» **DOCUMENT SECTION**
Table 2 Avg. and standard deviation of the Pearson product-moment correlation coefficients between the correctness of the predictions and the number of counterfactuals (number) or the position of the first counterfactual (position)

Once we have proved the correlation between the counterfactuals and the reliability of the predictions, we are ready to apply a similar test to the one used for the computation of prediction matching accuracy in Table 1. This time we consider two cases: when the sample with the highest weight is a counterfactual and when the memory set does not contain counterfactuals.

As shown in Table 3, when the sample with the highest weight is a counterfactual, then the model accuracy is much lower and its predictions are often wrong. Hence, one can use the presence of a counterfactual as the top contributor of the memory set to alert the user that the decision process could be unreliable. We also track their frequency (coverage), since, ideally, we want that these cases would be rare.

Table 3 Accuracy reached by the model on SVHN when the sample with the highest weight in memory set is a counterfactual (Top Counter) and when there are no counterfactuals at all (No Counter)

As in the case of prediction matching accuracy, we apply the test to both Memory Wrap and the standard baseline, configured as in the previous case. We can see (Table 3) that both the frequency and the accuracy are lower on the models augmented with Memory Wrap than the standard baseline, thus telling us that the procedure is more precise in alerting the user.

Conversely, when there are only example-based explanations in the memory set, the model is sure about its predictions and the accuracy is very high. We can observe that both the accuracy of models with Memory Wrap and the frequency of these cases are higher than the standard baseline, and thus the model is reliable in a higher number of cases and the procedure can detect them better.

» **TO BE DONE**
**1)** In the passage on counterfactuals, which dataset does Table 3 report the model's accuracy on?
**2)** Does each statement agree with the passage on counterfactuals? Answer yes or no for each and quote the words that decide it.
(a) When the memory set contains no counterfactuals, the model's accuracy is very high.
(b) When the sample with the highest weight is a counterfactual, this case is more frequent for models with Memory Wrap than for the standard baseline.
(c) The test is applied only to models with Memory Wrap.

» **RECORD EXTRACTS**
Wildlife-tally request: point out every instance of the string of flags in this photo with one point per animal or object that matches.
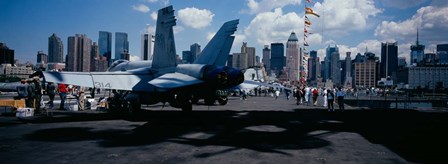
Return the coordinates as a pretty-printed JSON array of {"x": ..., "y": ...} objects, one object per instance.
[{"x": 306, "y": 33}]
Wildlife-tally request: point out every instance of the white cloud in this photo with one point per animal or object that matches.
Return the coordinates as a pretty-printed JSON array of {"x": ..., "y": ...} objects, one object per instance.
[
  {"x": 150, "y": 29},
  {"x": 269, "y": 27},
  {"x": 210, "y": 36},
  {"x": 343, "y": 16},
  {"x": 142, "y": 8},
  {"x": 237, "y": 42},
  {"x": 402, "y": 4},
  {"x": 239, "y": 39},
  {"x": 178, "y": 29},
  {"x": 195, "y": 18},
  {"x": 259, "y": 6},
  {"x": 154, "y": 15},
  {"x": 432, "y": 22}
]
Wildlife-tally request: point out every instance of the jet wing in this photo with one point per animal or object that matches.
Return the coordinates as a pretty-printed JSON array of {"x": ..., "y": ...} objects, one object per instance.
[
  {"x": 174, "y": 80},
  {"x": 130, "y": 81}
]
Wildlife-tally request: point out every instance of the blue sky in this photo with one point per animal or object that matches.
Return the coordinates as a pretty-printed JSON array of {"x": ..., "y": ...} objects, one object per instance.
[{"x": 351, "y": 24}]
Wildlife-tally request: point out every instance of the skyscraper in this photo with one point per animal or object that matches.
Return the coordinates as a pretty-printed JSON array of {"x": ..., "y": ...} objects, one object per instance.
[
  {"x": 78, "y": 53},
  {"x": 292, "y": 58},
  {"x": 98, "y": 62},
  {"x": 6, "y": 54},
  {"x": 195, "y": 50},
  {"x": 55, "y": 49},
  {"x": 239, "y": 60},
  {"x": 389, "y": 59},
  {"x": 347, "y": 69},
  {"x": 105, "y": 45},
  {"x": 277, "y": 57},
  {"x": 327, "y": 60},
  {"x": 42, "y": 58},
  {"x": 313, "y": 65},
  {"x": 249, "y": 55},
  {"x": 147, "y": 46},
  {"x": 267, "y": 58},
  {"x": 442, "y": 53},
  {"x": 186, "y": 55},
  {"x": 417, "y": 52},
  {"x": 121, "y": 44},
  {"x": 335, "y": 75}
]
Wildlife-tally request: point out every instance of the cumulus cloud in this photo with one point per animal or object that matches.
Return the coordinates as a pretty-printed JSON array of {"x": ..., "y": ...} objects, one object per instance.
[
  {"x": 142, "y": 8},
  {"x": 402, "y": 4},
  {"x": 343, "y": 16},
  {"x": 178, "y": 29},
  {"x": 269, "y": 27},
  {"x": 150, "y": 29},
  {"x": 237, "y": 42},
  {"x": 195, "y": 18},
  {"x": 154, "y": 16},
  {"x": 431, "y": 21},
  {"x": 259, "y": 6}
]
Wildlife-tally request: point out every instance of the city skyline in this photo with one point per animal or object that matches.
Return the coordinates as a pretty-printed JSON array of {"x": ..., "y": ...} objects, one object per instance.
[{"x": 352, "y": 26}]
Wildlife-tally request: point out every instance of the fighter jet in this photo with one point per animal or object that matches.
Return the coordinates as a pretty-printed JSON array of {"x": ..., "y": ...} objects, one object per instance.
[{"x": 162, "y": 79}]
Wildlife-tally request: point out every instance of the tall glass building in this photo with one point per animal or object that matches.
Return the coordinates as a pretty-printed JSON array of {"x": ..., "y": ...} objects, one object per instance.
[
  {"x": 266, "y": 59},
  {"x": 389, "y": 59},
  {"x": 55, "y": 49},
  {"x": 417, "y": 52},
  {"x": 442, "y": 52},
  {"x": 195, "y": 50},
  {"x": 121, "y": 44},
  {"x": 328, "y": 57},
  {"x": 147, "y": 46},
  {"x": 277, "y": 57},
  {"x": 105, "y": 44}
]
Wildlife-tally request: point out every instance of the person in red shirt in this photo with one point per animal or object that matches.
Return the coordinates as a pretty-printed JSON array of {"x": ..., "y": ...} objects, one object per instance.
[{"x": 62, "y": 89}]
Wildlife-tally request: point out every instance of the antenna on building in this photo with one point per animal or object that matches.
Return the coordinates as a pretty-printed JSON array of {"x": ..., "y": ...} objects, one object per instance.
[{"x": 416, "y": 43}]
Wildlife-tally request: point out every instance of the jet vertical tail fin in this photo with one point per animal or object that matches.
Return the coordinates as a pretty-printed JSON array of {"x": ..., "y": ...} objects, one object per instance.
[
  {"x": 217, "y": 50},
  {"x": 164, "y": 46}
]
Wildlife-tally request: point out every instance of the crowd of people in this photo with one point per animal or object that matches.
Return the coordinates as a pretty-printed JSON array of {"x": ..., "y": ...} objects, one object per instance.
[
  {"x": 310, "y": 96},
  {"x": 31, "y": 90},
  {"x": 303, "y": 95}
]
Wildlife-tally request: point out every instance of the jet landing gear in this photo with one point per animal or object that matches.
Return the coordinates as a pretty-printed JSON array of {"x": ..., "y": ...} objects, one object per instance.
[
  {"x": 211, "y": 97},
  {"x": 182, "y": 100}
]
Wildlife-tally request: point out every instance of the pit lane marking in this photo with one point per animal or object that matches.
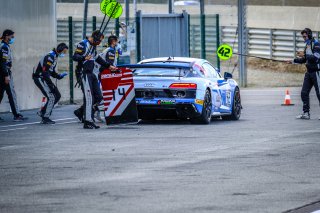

» **REPLIES**
**1)** SVHN

**2)**
(a) Yes: "the model is sure about its predictions and the accuracy is very high"
(b) No: "both the frequency and the accuracy are lower on the models augmented with Memory Wrap than the standard baseline"
(c) No: "we apply the test to both Memory Wrap and the standard baseline"